* _Supplied entries_
###
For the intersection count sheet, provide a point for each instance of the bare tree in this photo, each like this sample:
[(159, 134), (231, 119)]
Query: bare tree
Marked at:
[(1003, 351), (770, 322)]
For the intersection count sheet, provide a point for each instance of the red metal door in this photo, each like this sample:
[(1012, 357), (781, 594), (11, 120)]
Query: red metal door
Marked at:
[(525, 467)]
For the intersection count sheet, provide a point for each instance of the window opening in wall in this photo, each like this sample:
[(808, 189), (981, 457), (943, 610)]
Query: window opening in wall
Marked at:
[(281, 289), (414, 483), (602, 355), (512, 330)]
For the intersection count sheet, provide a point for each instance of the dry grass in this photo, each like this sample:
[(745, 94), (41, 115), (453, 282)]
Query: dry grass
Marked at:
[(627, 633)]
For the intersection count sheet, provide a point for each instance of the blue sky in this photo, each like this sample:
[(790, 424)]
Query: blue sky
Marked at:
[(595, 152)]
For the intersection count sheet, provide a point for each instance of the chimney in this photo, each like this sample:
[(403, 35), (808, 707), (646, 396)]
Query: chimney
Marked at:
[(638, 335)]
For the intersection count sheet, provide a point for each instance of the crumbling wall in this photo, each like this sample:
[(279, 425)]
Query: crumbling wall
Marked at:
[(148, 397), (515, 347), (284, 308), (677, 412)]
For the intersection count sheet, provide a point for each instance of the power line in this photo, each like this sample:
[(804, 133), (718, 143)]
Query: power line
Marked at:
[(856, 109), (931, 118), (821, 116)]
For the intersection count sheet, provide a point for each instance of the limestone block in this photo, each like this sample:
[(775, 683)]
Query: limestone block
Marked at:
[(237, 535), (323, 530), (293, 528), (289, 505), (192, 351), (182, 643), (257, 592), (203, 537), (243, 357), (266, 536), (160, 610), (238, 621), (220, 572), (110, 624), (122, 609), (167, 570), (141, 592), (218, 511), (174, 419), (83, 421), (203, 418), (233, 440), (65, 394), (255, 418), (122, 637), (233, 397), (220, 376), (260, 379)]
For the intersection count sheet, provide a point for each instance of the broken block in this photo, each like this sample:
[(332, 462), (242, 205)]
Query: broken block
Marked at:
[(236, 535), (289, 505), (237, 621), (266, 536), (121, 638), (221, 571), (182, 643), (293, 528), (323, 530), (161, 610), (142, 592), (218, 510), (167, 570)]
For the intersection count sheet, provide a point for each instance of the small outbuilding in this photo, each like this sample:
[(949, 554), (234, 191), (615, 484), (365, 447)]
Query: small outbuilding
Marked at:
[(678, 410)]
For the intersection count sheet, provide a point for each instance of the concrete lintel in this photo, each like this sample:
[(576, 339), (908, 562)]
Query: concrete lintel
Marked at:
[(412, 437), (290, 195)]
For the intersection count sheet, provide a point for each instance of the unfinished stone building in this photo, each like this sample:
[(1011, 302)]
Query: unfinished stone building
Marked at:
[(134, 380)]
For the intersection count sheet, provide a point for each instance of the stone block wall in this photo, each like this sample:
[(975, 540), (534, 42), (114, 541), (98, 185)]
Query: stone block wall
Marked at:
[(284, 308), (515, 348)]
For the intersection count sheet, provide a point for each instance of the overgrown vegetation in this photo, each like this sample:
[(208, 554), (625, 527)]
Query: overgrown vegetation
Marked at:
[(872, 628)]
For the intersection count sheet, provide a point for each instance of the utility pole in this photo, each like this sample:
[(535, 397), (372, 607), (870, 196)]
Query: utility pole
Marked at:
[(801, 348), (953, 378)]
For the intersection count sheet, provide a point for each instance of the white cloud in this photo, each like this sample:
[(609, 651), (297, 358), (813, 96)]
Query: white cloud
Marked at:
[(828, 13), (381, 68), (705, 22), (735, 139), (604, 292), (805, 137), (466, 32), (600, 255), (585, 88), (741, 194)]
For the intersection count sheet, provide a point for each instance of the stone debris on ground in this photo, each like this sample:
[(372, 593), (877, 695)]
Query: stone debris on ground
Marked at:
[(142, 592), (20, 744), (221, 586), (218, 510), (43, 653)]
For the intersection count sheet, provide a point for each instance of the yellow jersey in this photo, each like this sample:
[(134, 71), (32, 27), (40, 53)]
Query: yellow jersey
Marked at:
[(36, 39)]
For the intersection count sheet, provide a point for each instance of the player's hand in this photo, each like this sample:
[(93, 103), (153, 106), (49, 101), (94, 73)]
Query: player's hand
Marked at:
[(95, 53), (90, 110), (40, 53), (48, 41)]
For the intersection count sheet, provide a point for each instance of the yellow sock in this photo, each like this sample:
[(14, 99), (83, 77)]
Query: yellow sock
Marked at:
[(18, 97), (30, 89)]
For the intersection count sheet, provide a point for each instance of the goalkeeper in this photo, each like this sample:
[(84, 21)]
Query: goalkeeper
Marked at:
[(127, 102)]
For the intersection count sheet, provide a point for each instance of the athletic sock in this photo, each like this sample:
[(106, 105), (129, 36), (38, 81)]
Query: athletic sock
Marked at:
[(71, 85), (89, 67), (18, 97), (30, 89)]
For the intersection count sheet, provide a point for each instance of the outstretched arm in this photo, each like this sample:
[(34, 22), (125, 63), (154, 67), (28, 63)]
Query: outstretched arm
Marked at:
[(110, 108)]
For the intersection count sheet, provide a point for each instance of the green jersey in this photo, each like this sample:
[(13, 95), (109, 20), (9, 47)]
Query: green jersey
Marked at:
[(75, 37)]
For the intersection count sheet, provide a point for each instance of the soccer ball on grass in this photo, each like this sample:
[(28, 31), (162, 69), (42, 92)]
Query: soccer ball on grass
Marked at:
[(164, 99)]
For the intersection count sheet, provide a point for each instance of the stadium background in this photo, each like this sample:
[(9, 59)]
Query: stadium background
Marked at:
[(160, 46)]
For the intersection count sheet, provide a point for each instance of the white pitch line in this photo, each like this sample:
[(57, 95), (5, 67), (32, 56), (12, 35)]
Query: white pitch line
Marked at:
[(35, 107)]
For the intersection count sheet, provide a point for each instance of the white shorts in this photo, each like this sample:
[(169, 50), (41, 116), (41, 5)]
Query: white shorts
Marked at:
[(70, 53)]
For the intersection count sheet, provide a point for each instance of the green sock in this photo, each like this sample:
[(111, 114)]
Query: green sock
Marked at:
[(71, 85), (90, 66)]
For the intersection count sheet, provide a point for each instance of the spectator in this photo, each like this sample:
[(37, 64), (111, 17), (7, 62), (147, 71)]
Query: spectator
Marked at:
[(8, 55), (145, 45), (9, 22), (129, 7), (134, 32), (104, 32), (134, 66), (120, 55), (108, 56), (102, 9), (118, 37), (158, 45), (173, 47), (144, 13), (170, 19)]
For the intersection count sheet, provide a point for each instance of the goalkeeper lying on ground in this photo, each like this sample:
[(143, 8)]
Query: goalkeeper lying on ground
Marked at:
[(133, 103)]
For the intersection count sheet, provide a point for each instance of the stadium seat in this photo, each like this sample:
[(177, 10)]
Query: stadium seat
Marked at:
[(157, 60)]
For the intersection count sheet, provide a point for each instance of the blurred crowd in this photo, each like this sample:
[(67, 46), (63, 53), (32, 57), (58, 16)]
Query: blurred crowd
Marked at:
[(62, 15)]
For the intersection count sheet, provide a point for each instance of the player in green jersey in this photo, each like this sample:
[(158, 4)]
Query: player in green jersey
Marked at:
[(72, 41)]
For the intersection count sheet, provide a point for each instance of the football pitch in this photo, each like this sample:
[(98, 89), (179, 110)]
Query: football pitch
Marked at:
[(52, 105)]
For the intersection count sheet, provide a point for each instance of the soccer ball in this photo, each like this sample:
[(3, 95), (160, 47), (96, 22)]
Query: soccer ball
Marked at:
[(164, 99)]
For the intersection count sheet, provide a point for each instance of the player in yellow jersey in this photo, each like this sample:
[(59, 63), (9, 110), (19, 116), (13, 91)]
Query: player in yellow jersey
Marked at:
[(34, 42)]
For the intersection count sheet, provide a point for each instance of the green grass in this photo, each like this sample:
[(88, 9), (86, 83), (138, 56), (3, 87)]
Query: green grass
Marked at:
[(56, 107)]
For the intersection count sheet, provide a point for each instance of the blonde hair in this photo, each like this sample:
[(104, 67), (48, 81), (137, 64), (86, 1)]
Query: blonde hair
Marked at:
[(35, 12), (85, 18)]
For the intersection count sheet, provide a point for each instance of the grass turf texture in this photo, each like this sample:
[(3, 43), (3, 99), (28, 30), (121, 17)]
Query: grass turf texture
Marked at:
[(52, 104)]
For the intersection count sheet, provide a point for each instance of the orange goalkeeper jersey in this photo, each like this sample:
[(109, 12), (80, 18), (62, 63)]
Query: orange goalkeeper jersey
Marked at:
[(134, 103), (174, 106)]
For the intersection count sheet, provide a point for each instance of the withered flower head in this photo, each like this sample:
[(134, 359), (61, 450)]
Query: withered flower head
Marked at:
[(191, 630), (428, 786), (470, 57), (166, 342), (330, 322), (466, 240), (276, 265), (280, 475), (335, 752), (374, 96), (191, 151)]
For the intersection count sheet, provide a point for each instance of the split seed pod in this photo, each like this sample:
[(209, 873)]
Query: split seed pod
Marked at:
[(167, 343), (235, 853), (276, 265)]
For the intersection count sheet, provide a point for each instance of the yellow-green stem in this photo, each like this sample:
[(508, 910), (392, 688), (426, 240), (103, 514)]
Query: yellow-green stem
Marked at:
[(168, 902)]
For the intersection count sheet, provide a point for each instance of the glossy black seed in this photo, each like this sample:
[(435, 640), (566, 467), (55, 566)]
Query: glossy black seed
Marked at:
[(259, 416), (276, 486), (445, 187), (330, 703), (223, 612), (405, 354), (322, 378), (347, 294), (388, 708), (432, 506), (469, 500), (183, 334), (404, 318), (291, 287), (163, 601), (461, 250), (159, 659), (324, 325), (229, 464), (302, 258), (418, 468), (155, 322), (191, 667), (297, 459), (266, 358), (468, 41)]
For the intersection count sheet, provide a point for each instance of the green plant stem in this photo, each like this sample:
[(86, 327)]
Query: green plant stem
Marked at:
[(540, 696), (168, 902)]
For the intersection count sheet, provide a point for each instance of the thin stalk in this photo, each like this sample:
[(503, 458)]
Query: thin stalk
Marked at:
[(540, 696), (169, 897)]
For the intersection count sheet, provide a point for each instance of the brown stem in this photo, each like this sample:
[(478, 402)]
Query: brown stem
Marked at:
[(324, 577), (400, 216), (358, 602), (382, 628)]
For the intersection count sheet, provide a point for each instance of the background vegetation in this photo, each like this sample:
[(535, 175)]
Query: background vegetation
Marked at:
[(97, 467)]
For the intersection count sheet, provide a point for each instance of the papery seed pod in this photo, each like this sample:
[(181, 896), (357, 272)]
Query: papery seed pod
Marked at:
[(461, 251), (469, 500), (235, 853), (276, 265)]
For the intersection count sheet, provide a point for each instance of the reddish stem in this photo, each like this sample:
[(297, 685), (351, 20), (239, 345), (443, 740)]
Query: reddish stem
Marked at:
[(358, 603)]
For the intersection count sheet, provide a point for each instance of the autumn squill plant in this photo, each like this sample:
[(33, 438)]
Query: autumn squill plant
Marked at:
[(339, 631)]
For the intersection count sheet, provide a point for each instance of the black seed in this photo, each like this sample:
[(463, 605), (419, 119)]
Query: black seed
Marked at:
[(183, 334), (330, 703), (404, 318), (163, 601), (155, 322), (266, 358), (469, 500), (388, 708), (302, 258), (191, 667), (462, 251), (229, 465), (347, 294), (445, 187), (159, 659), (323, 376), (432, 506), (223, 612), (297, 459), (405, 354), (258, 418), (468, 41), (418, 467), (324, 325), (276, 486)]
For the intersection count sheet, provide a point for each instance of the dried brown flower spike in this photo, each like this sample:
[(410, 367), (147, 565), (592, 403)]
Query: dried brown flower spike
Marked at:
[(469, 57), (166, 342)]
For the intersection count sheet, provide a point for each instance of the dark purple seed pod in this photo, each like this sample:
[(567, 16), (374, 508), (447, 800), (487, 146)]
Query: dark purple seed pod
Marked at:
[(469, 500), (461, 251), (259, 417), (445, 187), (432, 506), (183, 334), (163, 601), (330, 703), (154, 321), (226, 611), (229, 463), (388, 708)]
###
* _Task statement_
Reproduce the records from the line with "of the background" to the line with "[(461, 251), (469, 500), (235, 853), (276, 265)]", swapping "papery" for "brittle" and keeping everything else the same. Give only those lines.

* _The answer_
For the intersection count sheet, provide a point for each instance of the background vegetation in this photo, each like this sample:
[(535, 175)]
Query: background vegetation
Marked at:
[(97, 467)]
For the intersection count sheet, provide a point for each instance of the brittle seed pod in this photo, each like this sample:
[(181, 896), (357, 272)]
Query: brittle seed pod
Marked at:
[(461, 251), (469, 500), (235, 853), (276, 265)]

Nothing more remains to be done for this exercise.